▶ **Directions**:
Express the items as a two-column CSV with the headers "text" and "answer," one row per item, each field quoted and any line breaks turned into spaces. Cover only the part that opens with the line containing "# test: pointer marks one dot per instance of the fallen" and closes at the end of the items, both ends included, and leave the pictures out.

[START OF Data]

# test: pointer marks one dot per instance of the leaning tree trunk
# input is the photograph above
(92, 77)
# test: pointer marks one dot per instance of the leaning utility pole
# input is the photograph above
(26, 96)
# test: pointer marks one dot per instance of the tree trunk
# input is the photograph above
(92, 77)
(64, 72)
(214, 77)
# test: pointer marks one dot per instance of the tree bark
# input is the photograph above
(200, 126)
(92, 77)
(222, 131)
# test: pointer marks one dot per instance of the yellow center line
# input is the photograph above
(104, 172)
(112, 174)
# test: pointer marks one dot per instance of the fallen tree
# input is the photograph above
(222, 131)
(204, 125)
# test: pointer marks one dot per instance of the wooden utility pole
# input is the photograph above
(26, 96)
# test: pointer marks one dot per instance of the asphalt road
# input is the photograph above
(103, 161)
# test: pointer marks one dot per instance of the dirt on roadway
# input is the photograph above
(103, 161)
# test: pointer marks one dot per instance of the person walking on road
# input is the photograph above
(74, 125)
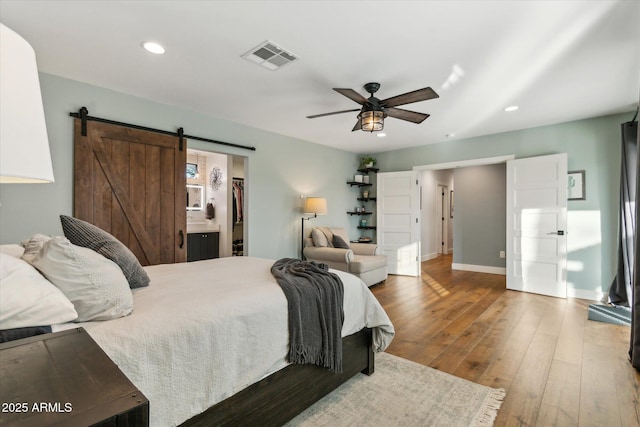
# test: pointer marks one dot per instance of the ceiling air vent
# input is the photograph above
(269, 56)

[END OF Data]

▶ **Full answer**:
text,answer
"# test: pointer marks one dot per instance of the fallen tree # input is the photograph above","(222, 131) (204, 125)"
"# test: pointer marks one dot per instance of the wooden utility pole # input is the photograph above","(26, 96)"
"# test: pointer marks one dot per instance of the asphalt road # input is the photograph above","(103, 161)"
"# test: pointer marks one dot per instance of the dirt on roadway # input is the photograph above","(103, 161)"
"# test: pointer marks one dot per instance of the person walking on road # input is the photograph above","(74, 125)"
"# test: pointer marks one dot per instance of the ceiling air vent # input is the photograph above","(269, 56)"